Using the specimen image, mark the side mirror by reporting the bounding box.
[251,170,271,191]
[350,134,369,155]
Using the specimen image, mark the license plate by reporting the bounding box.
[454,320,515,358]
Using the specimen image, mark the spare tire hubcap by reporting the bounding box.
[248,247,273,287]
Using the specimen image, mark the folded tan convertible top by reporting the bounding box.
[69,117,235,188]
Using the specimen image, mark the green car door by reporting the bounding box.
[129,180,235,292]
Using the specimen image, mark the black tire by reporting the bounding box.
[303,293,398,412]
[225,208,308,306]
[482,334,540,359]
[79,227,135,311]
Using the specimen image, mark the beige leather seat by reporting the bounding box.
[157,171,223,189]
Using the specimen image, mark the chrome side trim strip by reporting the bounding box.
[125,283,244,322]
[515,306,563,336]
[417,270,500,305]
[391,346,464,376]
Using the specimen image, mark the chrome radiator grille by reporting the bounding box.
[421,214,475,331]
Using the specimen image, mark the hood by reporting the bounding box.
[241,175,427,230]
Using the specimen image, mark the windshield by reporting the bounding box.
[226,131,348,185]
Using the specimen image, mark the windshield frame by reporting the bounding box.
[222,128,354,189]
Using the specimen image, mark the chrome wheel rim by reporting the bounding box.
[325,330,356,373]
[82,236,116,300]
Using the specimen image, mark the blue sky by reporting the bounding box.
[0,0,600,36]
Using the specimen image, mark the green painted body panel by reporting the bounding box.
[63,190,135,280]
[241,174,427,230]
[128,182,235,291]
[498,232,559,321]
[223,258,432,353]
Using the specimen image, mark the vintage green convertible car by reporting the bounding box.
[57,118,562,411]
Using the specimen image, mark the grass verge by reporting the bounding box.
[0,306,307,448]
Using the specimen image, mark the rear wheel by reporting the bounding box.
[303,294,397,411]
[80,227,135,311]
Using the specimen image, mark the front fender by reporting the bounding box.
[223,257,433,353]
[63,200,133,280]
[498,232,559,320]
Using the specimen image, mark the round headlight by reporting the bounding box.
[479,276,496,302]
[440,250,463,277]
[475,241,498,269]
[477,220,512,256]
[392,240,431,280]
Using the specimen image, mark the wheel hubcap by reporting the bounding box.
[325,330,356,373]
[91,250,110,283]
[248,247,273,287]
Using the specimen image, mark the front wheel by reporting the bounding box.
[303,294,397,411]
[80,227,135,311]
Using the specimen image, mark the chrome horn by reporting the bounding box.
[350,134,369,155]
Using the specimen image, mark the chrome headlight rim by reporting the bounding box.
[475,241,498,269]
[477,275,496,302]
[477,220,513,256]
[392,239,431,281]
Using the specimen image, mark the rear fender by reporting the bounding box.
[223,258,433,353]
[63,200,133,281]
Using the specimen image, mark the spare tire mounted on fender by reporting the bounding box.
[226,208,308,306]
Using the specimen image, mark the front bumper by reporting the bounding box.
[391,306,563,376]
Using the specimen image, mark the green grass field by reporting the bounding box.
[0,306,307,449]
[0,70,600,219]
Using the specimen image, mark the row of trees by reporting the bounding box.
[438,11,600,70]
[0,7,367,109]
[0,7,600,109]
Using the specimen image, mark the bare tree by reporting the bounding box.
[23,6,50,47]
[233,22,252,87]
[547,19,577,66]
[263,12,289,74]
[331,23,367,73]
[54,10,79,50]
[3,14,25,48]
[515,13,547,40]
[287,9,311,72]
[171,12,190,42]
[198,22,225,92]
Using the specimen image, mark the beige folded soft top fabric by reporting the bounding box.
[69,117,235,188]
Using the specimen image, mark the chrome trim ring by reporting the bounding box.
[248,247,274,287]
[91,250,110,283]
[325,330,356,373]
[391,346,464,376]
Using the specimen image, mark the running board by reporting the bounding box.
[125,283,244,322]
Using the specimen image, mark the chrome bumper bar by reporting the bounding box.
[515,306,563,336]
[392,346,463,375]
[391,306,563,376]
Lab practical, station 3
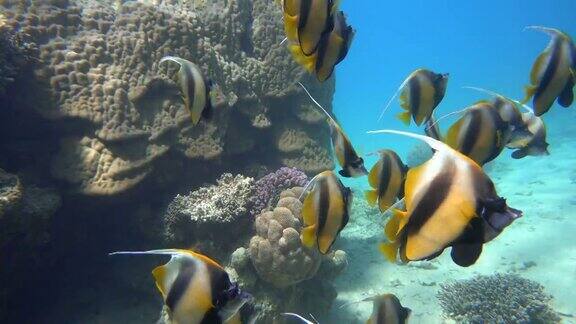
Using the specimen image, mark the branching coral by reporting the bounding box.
[251,167,308,215]
[164,173,254,244]
[438,274,560,324]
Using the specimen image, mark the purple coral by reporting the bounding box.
[252,167,308,215]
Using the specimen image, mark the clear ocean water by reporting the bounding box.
[0,0,576,324]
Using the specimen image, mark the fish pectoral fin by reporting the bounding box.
[378,243,398,262]
[396,111,411,126]
[300,225,316,248]
[450,244,482,267]
[364,190,378,207]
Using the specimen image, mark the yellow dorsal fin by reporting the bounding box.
[364,190,378,206]
[379,243,398,262]
[396,111,411,126]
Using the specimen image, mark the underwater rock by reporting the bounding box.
[0,0,334,196]
[437,274,560,324]
[251,167,308,216]
[163,173,254,246]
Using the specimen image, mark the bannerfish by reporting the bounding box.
[507,112,550,159]
[301,171,352,254]
[366,294,412,324]
[110,249,252,324]
[315,11,354,82]
[378,69,449,126]
[365,150,408,212]
[283,0,333,56]
[522,26,576,116]
[369,130,522,267]
[445,101,508,165]
[298,82,368,178]
[160,56,212,126]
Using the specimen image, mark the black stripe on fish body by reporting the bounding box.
[558,76,574,108]
[166,259,197,311]
[408,75,421,121]
[405,160,457,235]
[533,37,562,114]
[316,178,330,245]
[458,109,483,156]
[378,154,392,199]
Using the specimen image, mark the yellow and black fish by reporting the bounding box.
[315,11,354,82]
[522,26,576,116]
[445,101,508,165]
[371,130,522,266]
[160,56,212,125]
[365,150,408,212]
[378,69,448,126]
[507,112,550,159]
[110,249,252,324]
[366,294,412,324]
[298,82,368,178]
[301,171,352,254]
[283,0,334,56]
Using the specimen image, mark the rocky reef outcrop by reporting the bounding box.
[0,0,334,195]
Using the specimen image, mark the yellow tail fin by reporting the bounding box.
[300,225,316,248]
[520,85,538,105]
[378,243,398,262]
[364,190,378,206]
[396,111,411,126]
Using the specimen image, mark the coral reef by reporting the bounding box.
[228,187,347,323]
[163,173,254,246]
[0,0,334,196]
[438,274,560,324]
[251,167,308,216]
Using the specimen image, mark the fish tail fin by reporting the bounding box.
[368,129,455,153]
[396,111,411,126]
[364,190,378,206]
[378,243,398,262]
[384,209,407,242]
[300,225,316,248]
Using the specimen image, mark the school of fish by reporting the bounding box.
[111,0,576,324]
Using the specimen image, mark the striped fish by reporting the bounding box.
[522,26,576,116]
[370,130,522,266]
[398,69,448,126]
[315,11,354,82]
[110,249,251,324]
[284,0,332,56]
[160,56,212,126]
[446,101,508,165]
[365,150,408,212]
[301,171,352,254]
[298,82,368,178]
[366,294,412,324]
[507,112,550,159]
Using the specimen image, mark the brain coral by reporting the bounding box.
[250,188,321,287]
[438,274,560,324]
[0,0,334,195]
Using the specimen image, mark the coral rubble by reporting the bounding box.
[438,274,560,324]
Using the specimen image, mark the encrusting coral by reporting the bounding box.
[0,0,334,195]
[163,173,254,246]
[251,167,308,216]
[438,274,560,324]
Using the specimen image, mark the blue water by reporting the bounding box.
[333,0,576,189]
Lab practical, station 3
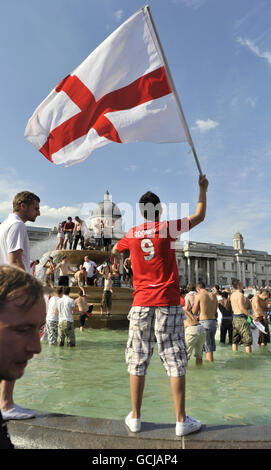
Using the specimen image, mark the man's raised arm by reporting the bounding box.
[189,175,209,228]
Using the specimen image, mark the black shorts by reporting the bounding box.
[103,238,112,246]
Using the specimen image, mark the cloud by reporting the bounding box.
[236,37,271,66]
[172,0,207,10]
[114,8,124,21]
[246,96,257,108]
[193,119,219,133]
[125,165,137,172]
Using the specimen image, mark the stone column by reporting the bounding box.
[214,259,217,284]
[183,257,186,284]
[195,258,199,282]
[187,256,191,282]
[237,259,242,281]
[206,258,210,287]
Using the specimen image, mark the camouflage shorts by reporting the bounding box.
[232,316,253,346]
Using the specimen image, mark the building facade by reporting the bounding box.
[27,191,271,287]
[176,232,271,287]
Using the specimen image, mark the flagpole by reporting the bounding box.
[142,5,202,176]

-------------------------

- REQUIREMENT
Retype the listing above word for word, starting with its first line and going on through the line with "[454,320,515,358]", including both.

- OUTPUT BELOW
Using the specimen image, mark the side mirror by reporting the bounding box.
[251,170,271,191]
[350,134,369,155]
Using the specimen image, mark the license plate by reporting the bounding box.
[454,320,515,358]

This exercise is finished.